** BEGIN ENTRIES SUPPLIED **

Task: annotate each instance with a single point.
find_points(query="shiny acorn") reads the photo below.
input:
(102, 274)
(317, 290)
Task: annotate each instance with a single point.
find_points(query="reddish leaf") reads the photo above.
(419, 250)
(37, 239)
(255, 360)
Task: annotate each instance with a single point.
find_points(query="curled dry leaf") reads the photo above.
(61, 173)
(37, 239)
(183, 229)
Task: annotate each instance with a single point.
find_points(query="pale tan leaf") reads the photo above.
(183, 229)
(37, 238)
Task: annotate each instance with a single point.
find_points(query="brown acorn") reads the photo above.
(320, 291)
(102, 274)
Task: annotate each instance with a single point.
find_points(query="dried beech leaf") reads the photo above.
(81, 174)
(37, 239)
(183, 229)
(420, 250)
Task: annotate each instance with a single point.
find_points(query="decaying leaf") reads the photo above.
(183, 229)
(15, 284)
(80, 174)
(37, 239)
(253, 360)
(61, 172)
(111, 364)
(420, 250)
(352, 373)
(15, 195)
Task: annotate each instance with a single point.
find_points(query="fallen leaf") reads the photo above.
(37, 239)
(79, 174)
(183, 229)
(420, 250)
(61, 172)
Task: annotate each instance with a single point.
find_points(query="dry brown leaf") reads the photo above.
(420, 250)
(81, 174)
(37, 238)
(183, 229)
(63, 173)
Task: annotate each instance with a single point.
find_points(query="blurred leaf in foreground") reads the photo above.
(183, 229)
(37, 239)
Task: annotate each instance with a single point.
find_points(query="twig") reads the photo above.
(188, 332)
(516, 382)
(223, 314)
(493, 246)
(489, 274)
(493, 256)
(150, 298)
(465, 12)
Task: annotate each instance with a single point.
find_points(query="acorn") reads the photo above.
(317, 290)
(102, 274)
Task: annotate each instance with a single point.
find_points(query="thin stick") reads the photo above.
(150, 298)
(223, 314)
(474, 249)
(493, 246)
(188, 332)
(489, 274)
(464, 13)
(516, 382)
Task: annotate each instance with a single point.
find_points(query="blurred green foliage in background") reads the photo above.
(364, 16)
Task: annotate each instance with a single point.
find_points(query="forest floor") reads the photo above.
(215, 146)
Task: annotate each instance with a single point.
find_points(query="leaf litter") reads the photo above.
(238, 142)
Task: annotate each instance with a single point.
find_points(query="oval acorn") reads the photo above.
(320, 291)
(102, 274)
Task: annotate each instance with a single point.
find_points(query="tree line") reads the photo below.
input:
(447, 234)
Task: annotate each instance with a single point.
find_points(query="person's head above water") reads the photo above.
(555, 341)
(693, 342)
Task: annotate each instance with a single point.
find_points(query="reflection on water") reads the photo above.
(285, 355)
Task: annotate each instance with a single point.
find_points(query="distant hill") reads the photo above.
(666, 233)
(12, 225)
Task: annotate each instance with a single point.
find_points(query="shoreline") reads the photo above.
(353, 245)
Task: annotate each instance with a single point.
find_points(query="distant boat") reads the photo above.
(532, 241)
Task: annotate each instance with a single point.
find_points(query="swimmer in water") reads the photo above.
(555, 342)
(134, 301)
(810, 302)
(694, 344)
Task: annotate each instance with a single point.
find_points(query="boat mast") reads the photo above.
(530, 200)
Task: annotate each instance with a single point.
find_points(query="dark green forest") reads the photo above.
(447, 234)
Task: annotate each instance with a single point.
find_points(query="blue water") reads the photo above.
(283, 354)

** END ENTRIES SUPPLIED **

- **SET EXERCISE**:
Reproduce the data shown above exactly.

- **FULL SOLUTION**:
Task: annotate each instance with a single point.
find_points(query="shiny acorn") reads the photo below.
input:
(102, 274)
(317, 290)
Task: annotate each instance with a single point.
find_points(query="reddish leaf") reads the photo above.
(419, 250)
(37, 239)
(255, 360)
Task: annotate each instance with a single point.
find_points(query="curled dry leaf") reads the photo above.
(61, 173)
(37, 239)
(183, 229)
Task: annotate each instance with a single point.
find_points(query="pale tan leaf") reads the photo above.
(183, 229)
(37, 238)
Task: annotate each instance with a single point.
find_points(query="brown acorn") reads the photo above.
(320, 291)
(102, 274)
Task: annotate each instance with a single point.
find_points(query="dried beech leaf") reads the photo above.
(81, 174)
(37, 239)
(183, 229)
(420, 250)
Task: annotate each instance with a single point.
find_points(query="decaying leaf") reads the photo above.
(183, 229)
(15, 284)
(80, 174)
(37, 239)
(253, 360)
(61, 172)
(111, 364)
(420, 250)
(352, 373)
(15, 195)
Task: annotate each instance with a single point.
find_points(query="fallen leaf") reads the photo above.
(37, 239)
(79, 174)
(183, 229)
(420, 250)
(61, 172)
Task: annotate each instance with a single point.
find_points(query="dry brown leaf") reads the photo above.
(420, 250)
(81, 174)
(37, 238)
(183, 229)
(63, 173)
Task: annotate each instance with a single point.
find_points(query="blurred leaf in foreground") reads the photo above.
(183, 229)
(37, 239)
Task: annotate each instance with a single point.
find_points(query="twig") reads the photo above.
(188, 332)
(516, 382)
(223, 314)
(493, 246)
(489, 274)
(493, 256)
(150, 298)
(465, 12)
Task: annotate each instance with a single point.
find_points(query="acorn") reads the photo above.
(317, 290)
(102, 274)
Task: annotate each instance with a single point.
find_points(query="thin stick") reads the photo above.
(150, 298)
(223, 314)
(474, 249)
(493, 246)
(188, 332)
(489, 274)
(464, 13)
(516, 382)
Task: annotate each instance with a single point.
find_points(query="blurred green foliage in background") reads the photo above.
(364, 16)
Task: annotate each instance with a single point.
find_points(query="forest floor") reads the photo above.
(215, 146)
Task: annotate each instance with a single point.
find_points(query="leaf litter") reads the photo above.
(238, 142)
Task: annotate each instance with a single point.
find_points(query="oval acorn") reads the photo above.
(320, 291)
(102, 274)
Task: annotate each instance with a single point.
find_points(query="tree line") reads the photo below.
input:
(447, 234)
Task: annotate each instance with a single point.
find_points(query="person's head above water") reads the photo above.
(555, 341)
(693, 342)
Task: annotate each instance with a single point.
find_points(query="reflection on water") reads the photo above.
(285, 355)
Task: annotate each instance with a single point.
find_points(query="distant hill") reads the photo above.
(666, 233)
(12, 225)
Task: annotate each instance with a single point.
find_points(query="shoreline") reads the photo above.
(353, 245)
Task: annotate each instance with a single point.
find_points(query="distant boat") reads the photo above.
(532, 241)
Task: annotate each instance with a single point.
find_points(query="swimmer in water") reads the photo above.
(555, 342)
(134, 301)
(810, 302)
(694, 344)
Task: annotate each instance with a single point.
find_points(query="boat mast") reads the photo above.
(530, 200)
Task: annotate each instance with a single point.
find_points(query="dark green forest") reads the photo above.
(447, 234)
Task: annotate each instance with a single point.
find_points(query="blue water") reads the photo above.
(283, 354)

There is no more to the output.